Entries →
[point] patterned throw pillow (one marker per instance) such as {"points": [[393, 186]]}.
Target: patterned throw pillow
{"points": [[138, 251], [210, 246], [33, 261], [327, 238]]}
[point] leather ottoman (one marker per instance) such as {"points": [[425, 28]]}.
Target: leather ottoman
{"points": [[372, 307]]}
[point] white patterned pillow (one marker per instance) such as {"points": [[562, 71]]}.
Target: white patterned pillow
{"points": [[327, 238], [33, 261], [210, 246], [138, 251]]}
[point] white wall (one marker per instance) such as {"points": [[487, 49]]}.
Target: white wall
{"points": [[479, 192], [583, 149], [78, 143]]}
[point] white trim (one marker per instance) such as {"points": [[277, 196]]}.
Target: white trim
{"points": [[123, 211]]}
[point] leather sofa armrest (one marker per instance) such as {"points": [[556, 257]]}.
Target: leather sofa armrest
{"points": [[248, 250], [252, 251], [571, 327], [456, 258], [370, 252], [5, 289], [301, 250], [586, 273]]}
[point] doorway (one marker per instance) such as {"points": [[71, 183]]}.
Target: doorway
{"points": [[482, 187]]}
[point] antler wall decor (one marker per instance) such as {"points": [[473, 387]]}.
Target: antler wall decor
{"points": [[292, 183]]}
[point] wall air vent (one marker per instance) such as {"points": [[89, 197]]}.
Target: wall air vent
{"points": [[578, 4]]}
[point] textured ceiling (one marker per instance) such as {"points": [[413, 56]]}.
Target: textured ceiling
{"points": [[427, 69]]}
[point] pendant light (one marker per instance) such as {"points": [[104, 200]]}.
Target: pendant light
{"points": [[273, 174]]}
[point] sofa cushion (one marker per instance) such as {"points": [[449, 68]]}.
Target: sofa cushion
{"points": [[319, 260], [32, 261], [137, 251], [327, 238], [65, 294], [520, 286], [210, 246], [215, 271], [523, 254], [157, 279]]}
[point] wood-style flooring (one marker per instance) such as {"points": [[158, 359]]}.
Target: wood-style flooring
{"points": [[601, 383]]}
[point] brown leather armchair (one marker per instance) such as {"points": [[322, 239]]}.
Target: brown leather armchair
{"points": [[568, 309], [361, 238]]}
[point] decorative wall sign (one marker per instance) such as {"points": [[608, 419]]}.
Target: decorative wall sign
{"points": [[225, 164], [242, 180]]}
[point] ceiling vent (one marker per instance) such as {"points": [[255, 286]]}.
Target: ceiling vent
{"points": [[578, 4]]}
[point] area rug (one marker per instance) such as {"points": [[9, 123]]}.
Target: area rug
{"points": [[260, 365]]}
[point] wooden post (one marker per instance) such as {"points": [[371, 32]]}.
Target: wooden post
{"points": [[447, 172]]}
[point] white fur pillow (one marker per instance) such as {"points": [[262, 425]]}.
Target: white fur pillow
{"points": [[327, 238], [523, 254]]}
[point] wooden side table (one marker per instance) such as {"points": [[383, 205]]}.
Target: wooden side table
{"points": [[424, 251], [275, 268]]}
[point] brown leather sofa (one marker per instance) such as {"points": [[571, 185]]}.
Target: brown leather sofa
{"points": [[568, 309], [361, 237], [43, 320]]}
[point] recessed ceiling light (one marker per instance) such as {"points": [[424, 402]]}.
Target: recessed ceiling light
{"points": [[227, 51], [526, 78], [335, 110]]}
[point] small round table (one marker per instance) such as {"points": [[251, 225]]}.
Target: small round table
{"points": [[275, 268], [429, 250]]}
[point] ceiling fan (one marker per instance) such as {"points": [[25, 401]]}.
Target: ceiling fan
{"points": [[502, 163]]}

What needs to be done →
Reproduce the full listing word for word.

Result for this task →
[point] patterned throw pillow (one marker per instance) such as {"points": [[393, 186]]}.
Target: patterned throw pillow
{"points": [[138, 251], [210, 246], [33, 261], [327, 238]]}
[point] leather ottoman (one marker per instance) such as {"points": [[425, 28]]}.
Target: leather ottoman
{"points": [[372, 307]]}
[point] white patterned pillow (one marker per instance) such as {"points": [[562, 71]]}.
Target: white patterned pillow
{"points": [[327, 238], [33, 261], [210, 246], [138, 251]]}
[point] white wall (one marker per instance) such as {"points": [[487, 49]]}.
Target: white wall
{"points": [[479, 192], [583, 149], [78, 143]]}
[point] white trim (one marker per instance) such as {"points": [[277, 196]]}.
Target: white trim
{"points": [[123, 211]]}
[point] leather sofa armrest (one marker per instance) such as {"points": [[556, 257]]}.
Target: leather sofa armrest
{"points": [[248, 250], [252, 251], [571, 327], [456, 258], [370, 252], [5, 289], [301, 250], [586, 273]]}
[point] doorway (one marker per instance) such as {"points": [[71, 183]]}.
Target: doorway
{"points": [[482, 187]]}
[point] antler wall decor (one marker per instance) such as {"points": [[473, 387]]}.
Target: antler wall decor
{"points": [[292, 183]]}
[point] wall air vent (one marker per instance) such as {"points": [[89, 197]]}.
Target: wall air vent
{"points": [[578, 4]]}
[point] textured ceiling (one marker per instance) such as {"points": [[413, 56]]}.
Target: textured ceiling
{"points": [[427, 69]]}
[point] pendant light (one marker per instance) such as {"points": [[104, 200]]}.
Target: pendant light
{"points": [[273, 174]]}
[point] sofa cushion (one marker per instance) such as {"points": [[449, 68]]}.
Target: sofa cushion
{"points": [[319, 260], [32, 261], [137, 251], [327, 238], [65, 294], [520, 286], [210, 246], [215, 271], [523, 254], [157, 279]]}
[point] wood-style flooring (one marker per instance) such as {"points": [[158, 359]]}.
Target: wood-style flooring
{"points": [[601, 383]]}
[point] brown leather armchair (one marker per instance) such as {"points": [[322, 239]]}.
Target: brown leather armchair
{"points": [[568, 309], [361, 238]]}
[point] decorative wall sign (one marker per instance) such as {"points": [[608, 419]]}.
Target: decorative wall sign
{"points": [[225, 164], [242, 180]]}
[point] ceiling vent (one marker per instance) such as {"points": [[255, 286]]}.
Target: ceiling vent
{"points": [[578, 4]]}
[point] area rug (one marker per instance) such as {"points": [[9, 123]]}.
Target: area rug
{"points": [[260, 365]]}
[point] wooden post (one marker per instance) such as {"points": [[371, 32]]}.
Target: wooden post
{"points": [[447, 172]]}
[point] white fur pillow (one marker per instance) such as {"points": [[262, 425]]}.
Target: white fur pillow
{"points": [[327, 238], [523, 254]]}
[point] wooden side table (one marker per instance) such as {"points": [[383, 205]]}.
Target: wooden side table
{"points": [[424, 251], [275, 268]]}
[point] brown leather sofa (one marker per instance) such as {"points": [[571, 185]]}.
Target: brown leather sofa
{"points": [[568, 309], [361, 237], [43, 320]]}
[point] recessed ceiling light (one marker per instance) such as {"points": [[424, 402]]}.
Target: recessed ceiling light
{"points": [[227, 51], [526, 78], [335, 110]]}
[point] small round table (one marker per instance) such as {"points": [[251, 225]]}.
Target: small round table
{"points": [[275, 268], [429, 250]]}
[point] ceiling fan (one marker per instance) such as {"points": [[25, 401]]}.
Target: ceiling fan
{"points": [[502, 163]]}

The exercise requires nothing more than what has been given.